## TEXT FOR ANALYSIS:
[Start of section]

So here’s a message: Lendlease and other big companies who still have some standards: surely you’d be getting nervous by now that this mess will spread like a virus and impact on your own prospects.

So how about you lay down your anti redtape/greentape swords for a bit and combine your considerable weight to demand the state and federal government not just write the rules but actually implement some compliance heft to make them stick?

Why don’t you ask Peter Dutton to the job? He’s got war and retribution in his DNA and it would give him something useful to do.

Join the Conversation


Your email address will not be published.

  1. This has brewed for decades. In 2009 a Dutch building surveyor wrote his PhD on the problems with the Victorian system. VHHSBA appointed their own building certifiers some years ago to maintain independence. But the real problem is the rise in Novation contracts ( = I don’t care, we’re building with the non compliant product because it’s cheaper; sign or starve) coupled with the sequences of legal entities onsold by developers to their different but related parties. Makes it harder to enforce basic consumer law. Pure unregulated capitalism at play with our taxes. Privatise profit, socialism loss?!

  2. Its not just the builders. Developers have a role and a responsibility here. In my experience, developers are driving down quality as they demand minimum compliance. Minimum compliance should never be a design guide – it is the minimum acceptable provision.

    The developers lobby government to keep the codes as low as possible to reduce the costs. The result is we get buildings which are only just compliant and certainly a long way away from good design. As a result of this, it comes as no surprise that some buildings fall below the minimum compliance level.

    The industry is chasing the $ down. Consultancy fees are getting squeezed which not only puts pressure on training budgets, but is actively driving design work to be delivered in sweatshops in China, India and the Phillipines by people who are not professionally qualified and are paid much less.

    What is needed is a framework which drives up demand across the industry for better training and development for all of the professionals engaged in the construction industry.

    What needs to happen:

    – designers need to be properly trained and professionally recognised. Architects, structural engineers, building services engineers etc. Why do governments oppose this?

[End of section]

## ACTIVITY 1:
In the text on building compliance, in what year did a Dutch building surveyor write a PhD on the problems with the Victorian system?
## ACTIVITY 2:
Continue the text on building compliance from the point where it stops.

## EXTRACTED DATA:
[Start of section]

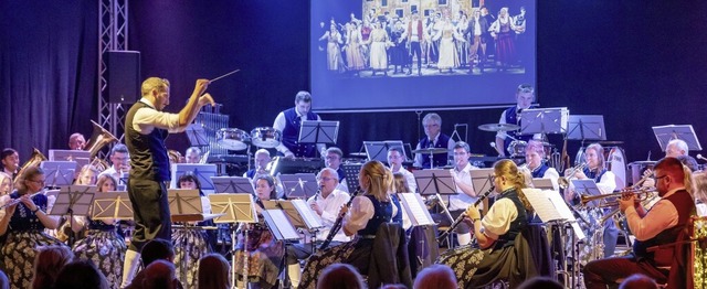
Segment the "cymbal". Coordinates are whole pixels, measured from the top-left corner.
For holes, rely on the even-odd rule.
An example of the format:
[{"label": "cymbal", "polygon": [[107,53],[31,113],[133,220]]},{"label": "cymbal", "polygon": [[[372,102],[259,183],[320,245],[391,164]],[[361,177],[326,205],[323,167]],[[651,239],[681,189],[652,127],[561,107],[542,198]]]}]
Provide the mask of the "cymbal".
[{"label": "cymbal", "polygon": [[419,149],[413,150],[412,153],[447,153],[450,152],[446,148],[428,148],[428,149]]},{"label": "cymbal", "polygon": [[486,124],[478,126],[478,129],[484,131],[510,131],[520,129],[520,126],[511,124]]}]

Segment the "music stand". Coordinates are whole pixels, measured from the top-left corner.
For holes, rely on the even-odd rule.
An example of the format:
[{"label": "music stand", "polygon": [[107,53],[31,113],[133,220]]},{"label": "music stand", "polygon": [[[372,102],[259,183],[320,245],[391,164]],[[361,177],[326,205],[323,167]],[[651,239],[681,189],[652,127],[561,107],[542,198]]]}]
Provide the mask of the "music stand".
[{"label": "music stand", "polygon": [[91,151],[85,150],[49,150],[50,161],[75,161],[76,170],[91,163]]},{"label": "music stand", "polygon": [[468,171],[472,175],[472,186],[477,195],[490,190],[494,185],[492,175],[494,175],[494,169],[472,169]]},{"label": "music stand", "polygon": [[128,192],[104,192],[93,199],[93,220],[133,220],[133,203]]},{"label": "music stand", "polygon": [[661,144],[661,149],[665,151],[667,143],[674,139],[682,139],[687,143],[688,150],[703,150],[699,144],[697,135],[693,129],[693,125],[667,125],[653,127],[653,133]]},{"label": "music stand", "polygon": [[309,199],[319,190],[317,178],[312,173],[281,174],[279,182],[287,199]]},{"label": "music stand", "polygon": [[336,143],[339,121],[304,120],[299,127],[300,143]]},{"label": "music stand", "polygon": [[363,141],[363,147],[366,148],[366,156],[369,161],[377,160],[382,163],[388,163],[388,150],[391,148],[398,149],[404,160],[408,159],[402,140]]},{"label": "music stand", "polygon": [[520,113],[520,135],[564,133],[569,115],[567,107],[524,109]]},{"label": "music stand", "polygon": [[184,130],[187,138],[189,138],[189,144],[192,147],[208,147],[209,139],[207,132],[201,124],[191,124]]},{"label": "music stand", "polygon": [[[574,192],[579,193],[580,195],[583,194],[585,196],[594,196],[601,194],[601,191],[599,190],[599,186],[597,186],[597,182],[594,182],[594,180],[571,180],[571,182],[574,186]],[[593,206],[599,206],[599,202],[600,200],[594,200],[589,203]]]},{"label": "music stand", "polygon": [[42,161],[40,168],[44,170],[44,183],[48,186],[70,185],[74,182],[75,161]]},{"label": "music stand", "polygon": [[253,190],[253,183],[251,180],[243,176],[211,176],[213,182],[214,193],[217,194],[252,194],[255,195]]},{"label": "music stand", "polygon": [[[68,215],[70,227],[73,227],[74,216],[89,215],[93,197],[96,194],[95,185],[67,185],[59,189],[56,201],[48,215]],[[74,245],[73,232],[68,234],[68,244]]]},{"label": "music stand", "polygon": [[361,172],[362,163],[342,163],[341,168],[344,168],[344,178],[346,178],[346,186],[348,186],[349,192],[352,194],[358,190],[358,173]]},{"label": "music stand", "polygon": [[213,163],[175,163],[172,164],[172,180],[170,183],[170,188],[177,188],[177,180],[188,172],[194,174],[197,179],[199,179],[199,183],[201,183],[201,190],[204,193],[213,192],[213,183],[211,182],[211,176],[218,175],[217,165]]},{"label": "music stand", "polygon": [[567,139],[573,140],[606,140],[604,116],[576,115],[570,116]]}]

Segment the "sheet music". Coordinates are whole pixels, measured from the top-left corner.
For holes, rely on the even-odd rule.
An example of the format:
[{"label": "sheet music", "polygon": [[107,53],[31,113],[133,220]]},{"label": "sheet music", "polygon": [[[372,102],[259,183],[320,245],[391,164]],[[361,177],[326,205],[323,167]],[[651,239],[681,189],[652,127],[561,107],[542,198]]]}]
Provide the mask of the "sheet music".
[{"label": "sheet music", "polygon": [[403,203],[403,207],[410,216],[413,226],[434,225],[430,212],[422,202],[422,196],[414,193],[401,193],[398,194],[400,201]]},{"label": "sheet music", "polygon": [[324,227],[319,218],[314,216],[314,212],[312,212],[305,200],[292,200],[292,205],[297,210],[308,229]]}]

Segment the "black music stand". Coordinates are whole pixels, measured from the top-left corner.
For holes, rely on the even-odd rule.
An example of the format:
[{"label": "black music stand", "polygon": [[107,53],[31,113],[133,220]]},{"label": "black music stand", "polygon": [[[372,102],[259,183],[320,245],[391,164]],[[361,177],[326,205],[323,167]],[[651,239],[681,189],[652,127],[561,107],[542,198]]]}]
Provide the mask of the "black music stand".
[{"label": "black music stand", "polygon": [[74,182],[75,161],[42,161],[40,168],[46,175],[44,181],[46,186],[70,185]]},{"label": "black music stand", "polygon": [[203,129],[202,124],[191,124],[184,130],[187,138],[189,138],[189,144],[192,147],[209,147],[209,139],[207,132]]},{"label": "black music stand", "polygon": [[606,140],[604,116],[576,115],[570,116],[567,139],[572,140]]},{"label": "black music stand", "polygon": [[305,120],[299,127],[300,143],[336,143],[339,133],[339,121]]},{"label": "black music stand", "polygon": [[358,173],[361,172],[362,163],[342,163],[344,175],[346,178],[346,186],[349,189],[349,193],[354,194],[358,190]]},{"label": "black music stand", "polygon": [[214,188],[211,182],[211,176],[217,176],[218,168],[213,163],[175,163],[172,164],[172,180],[170,188],[177,188],[177,180],[188,172],[194,174],[201,183],[201,190],[204,193],[212,193]]},{"label": "black music stand", "polygon": [[520,113],[520,135],[564,133],[569,114],[567,107],[524,109]]},{"label": "black music stand", "polygon": [[253,183],[251,180],[243,176],[211,176],[213,182],[214,193],[217,194],[251,194],[255,195],[253,190]]},{"label": "black music stand", "polygon": [[316,175],[312,173],[281,174],[279,182],[287,199],[309,199],[319,190]]},{"label": "black music stand", "polygon": [[[56,201],[49,215],[68,215],[70,228],[73,228],[74,216],[89,215],[93,197],[96,194],[95,185],[67,185],[62,186],[56,195]],[[68,234],[70,247],[74,245],[73,231]]]},{"label": "black music stand", "polygon": [[133,220],[128,192],[104,192],[93,199],[93,220]]},{"label": "black music stand", "polygon": [[682,139],[687,143],[688,150],[703,150],[699,144],[697,135],[693,129],[693,125],[667,125],[653,127],[653,133],[661,144],[661,149],[665,151],[667,143],[674,139]]},{"label": "black music stand", "polygon": [[402,140],[363,141],[363,147],[366,148],[366,156],[369,161],[377,160],[382,163],[388,163],[388,150],[391,148],[398,149],[404,160],[408,159]]}]

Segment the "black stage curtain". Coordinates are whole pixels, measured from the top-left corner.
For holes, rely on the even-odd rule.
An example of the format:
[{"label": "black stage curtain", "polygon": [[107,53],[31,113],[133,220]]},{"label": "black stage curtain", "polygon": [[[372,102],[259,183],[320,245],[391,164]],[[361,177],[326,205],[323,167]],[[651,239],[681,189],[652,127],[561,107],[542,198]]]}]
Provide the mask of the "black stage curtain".
[{"label": "black stage curtain", "polygon": [[0,146],[66,149],[97,119],[98,3],[0,1]]}]

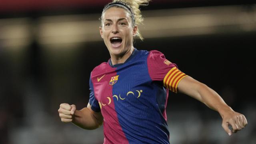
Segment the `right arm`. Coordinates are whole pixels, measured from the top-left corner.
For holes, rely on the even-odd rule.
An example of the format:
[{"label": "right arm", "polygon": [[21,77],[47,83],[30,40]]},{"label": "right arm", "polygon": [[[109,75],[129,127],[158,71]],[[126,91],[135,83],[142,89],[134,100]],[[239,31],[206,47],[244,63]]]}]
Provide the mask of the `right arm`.
[{"label": "right arm", "polygon": [[100,126],[103,117],[100,112],[97,112],[91,108],[88,103],[87,107],[76,110],[76,106],[61,104],[58,110],[61,121],[64,122],[72,122],[76,125],[86,130],[94,130]]}]

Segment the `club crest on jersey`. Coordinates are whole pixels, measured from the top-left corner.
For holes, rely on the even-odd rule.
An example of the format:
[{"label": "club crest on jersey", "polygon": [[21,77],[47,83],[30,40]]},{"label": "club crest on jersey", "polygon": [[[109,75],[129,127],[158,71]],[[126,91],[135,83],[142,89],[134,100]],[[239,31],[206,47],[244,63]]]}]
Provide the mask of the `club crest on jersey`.
[{"label": "club crest on jersey", "polygon": [[119,76],[119,75],[112,77],[110,81],[109,81],[109,84],[112,85],[116,83],[118,80],[118,76]]},{"label": "club crest on jersey", "polygon": [[168,66],[169,66],[169,65],[172,63],[170,61],[167,60],[165,60],[164,62]]}]

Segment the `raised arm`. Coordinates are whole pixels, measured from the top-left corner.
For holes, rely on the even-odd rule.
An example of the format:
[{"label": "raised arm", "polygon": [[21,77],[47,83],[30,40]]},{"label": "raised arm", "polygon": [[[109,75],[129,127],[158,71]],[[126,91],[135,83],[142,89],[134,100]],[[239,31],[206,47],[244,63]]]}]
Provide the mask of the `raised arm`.
[{"label": "raised arm", "polygon": [[103,118],[100,112],[92,110],[88,103],[87,107],[76,110],[76,106],[61,104],[58,110],[61,121],[64,122],[72,122],[75,125],[85,129],[94,130],[102,125]]},{"label": "raised arm", "polygon": [[[178,88],[179,92],[199,100],[218,112],[222,118],[222,126],[229,135],[241,130],[247,124],[244,115],[234,111],[217,92],[205,84],[187,76],[180,82]],[[229,124],[232,126],[232,132],[228,128]]]}]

[End of section]

## EXPECTED OUTPUT 1:
2009

## EXPECTED OUTPUT 2:
    – design work needs to be signed off by properly professionally qualified people
    – construction work needs to be overseen by properly professionally qualified people
    – appoint a Clerk of Works to independently monitor quality and condemn faulty works
    – appoint an independent commissioning agent to monitor commissioning of building services systems
    – register and licence construction firms. Carry out periodic audits of their work
    – create a safety in design role to monitor safety – follow the mechanism established in the UK for this
    – raise the minimum standard of the building code
    – regulate building certification to make it independent of developers
    – fine developers for non-compliant buildings

    Developers are only interested in lowest cost and minimal compliance and cannot be trusted to deliver what is needed – and will likely oppose the necessary change and legislated measures needed to improve the industry. I include the public sector developers in this too!

  3. I have often said that the construction industry needs a police force.
    If you are speeding and there is no police force, will you stop speeding? NO. If you are speeding and there are no radars and a cop pulls you over and asks if you were speeding, will you speak the truth and do the right thing in the future? NO. If you are speeding and there are radars and a cop pulls you over and says, ‘You were speeding’, but doesn’t book you, will you stop speeding? NO. But, if you are speeding and a cop clocks you and books you and it costs you points on your licence and money out of your wallet, will you stop speeding? Oh, YES!
    What the construction industry needs is cops who can actually fine companies for breaking the rules, and if a company does it too often in a given timeframe, then they lose their licence, and have to start all over again ‘on P plates’ after sitting out for an extended period of time.
    That is all that can change the industry!